*** Begin section ***

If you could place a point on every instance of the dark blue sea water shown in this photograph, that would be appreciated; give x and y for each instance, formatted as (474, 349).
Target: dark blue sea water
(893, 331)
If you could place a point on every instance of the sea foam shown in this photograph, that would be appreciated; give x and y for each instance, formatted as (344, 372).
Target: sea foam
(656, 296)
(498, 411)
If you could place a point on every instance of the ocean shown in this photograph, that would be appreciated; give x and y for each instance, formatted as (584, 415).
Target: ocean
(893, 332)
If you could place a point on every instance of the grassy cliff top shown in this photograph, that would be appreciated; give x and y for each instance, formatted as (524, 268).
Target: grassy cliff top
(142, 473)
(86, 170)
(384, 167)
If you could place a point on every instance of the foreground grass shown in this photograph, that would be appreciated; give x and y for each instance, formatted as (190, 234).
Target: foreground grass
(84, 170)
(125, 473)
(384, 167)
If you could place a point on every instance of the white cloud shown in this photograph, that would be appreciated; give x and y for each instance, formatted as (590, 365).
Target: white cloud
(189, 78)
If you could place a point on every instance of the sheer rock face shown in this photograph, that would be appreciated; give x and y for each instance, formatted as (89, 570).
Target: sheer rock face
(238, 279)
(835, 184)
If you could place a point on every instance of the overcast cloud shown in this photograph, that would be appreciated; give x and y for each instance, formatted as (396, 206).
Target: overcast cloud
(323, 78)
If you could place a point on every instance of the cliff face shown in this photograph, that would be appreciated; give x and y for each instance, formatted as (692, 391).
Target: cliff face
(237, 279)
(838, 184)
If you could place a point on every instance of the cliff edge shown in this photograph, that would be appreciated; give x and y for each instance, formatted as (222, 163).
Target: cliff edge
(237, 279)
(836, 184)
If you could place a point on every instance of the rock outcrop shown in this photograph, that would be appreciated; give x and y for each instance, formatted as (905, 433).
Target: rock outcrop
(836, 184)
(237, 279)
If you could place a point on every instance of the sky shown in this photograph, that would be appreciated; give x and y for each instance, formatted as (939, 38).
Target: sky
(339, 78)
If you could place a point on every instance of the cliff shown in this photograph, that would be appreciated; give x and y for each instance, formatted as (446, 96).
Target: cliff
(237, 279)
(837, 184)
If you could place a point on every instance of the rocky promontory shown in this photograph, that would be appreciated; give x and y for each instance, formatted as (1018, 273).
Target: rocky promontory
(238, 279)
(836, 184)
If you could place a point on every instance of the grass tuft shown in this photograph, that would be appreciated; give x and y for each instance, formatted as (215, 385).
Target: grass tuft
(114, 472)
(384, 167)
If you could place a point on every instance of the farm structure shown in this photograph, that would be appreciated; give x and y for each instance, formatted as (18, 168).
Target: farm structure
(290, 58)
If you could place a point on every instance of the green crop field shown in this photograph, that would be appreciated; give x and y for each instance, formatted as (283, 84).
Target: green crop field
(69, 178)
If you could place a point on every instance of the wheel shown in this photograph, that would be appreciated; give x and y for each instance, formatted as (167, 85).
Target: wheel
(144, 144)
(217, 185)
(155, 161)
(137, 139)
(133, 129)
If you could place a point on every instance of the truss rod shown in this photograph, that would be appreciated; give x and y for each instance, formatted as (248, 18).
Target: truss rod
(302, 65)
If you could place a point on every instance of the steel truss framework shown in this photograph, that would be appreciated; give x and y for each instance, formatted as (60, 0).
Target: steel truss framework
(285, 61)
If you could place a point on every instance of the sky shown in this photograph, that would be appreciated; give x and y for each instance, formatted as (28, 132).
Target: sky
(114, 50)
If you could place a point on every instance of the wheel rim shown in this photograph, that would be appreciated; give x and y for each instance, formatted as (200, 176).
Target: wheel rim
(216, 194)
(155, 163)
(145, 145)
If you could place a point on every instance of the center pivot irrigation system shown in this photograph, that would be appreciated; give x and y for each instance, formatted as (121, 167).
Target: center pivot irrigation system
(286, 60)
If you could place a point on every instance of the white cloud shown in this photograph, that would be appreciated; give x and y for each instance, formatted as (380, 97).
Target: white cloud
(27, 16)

*** End section ***
*** Begin section ***

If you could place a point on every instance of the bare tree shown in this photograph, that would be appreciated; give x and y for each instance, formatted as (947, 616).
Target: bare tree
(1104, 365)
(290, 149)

*** End section ***

Work request – Restate word for word the entries above from the line with "as (18, 168)." through the line with "as (167, 85).", inclusive, leaving out everything else.

Completed task –
If you could place a point on every instance of the farm structure shown in this photograph, that would be appreciated; give x and y for each instance, formatted as (18, 168).
Target: farm structure
(290, 58)
If you could place a point on every instance of the green crop field shown in this photograph, that would be appreciated; give x and y for each instance, formatted as (283, 84).
Target: green crop field
(69, 178)
If you could place a point on every instance of the wheel shown in this photograph, that would be appreciated; give x and y for each instance, formatted as (167, 85).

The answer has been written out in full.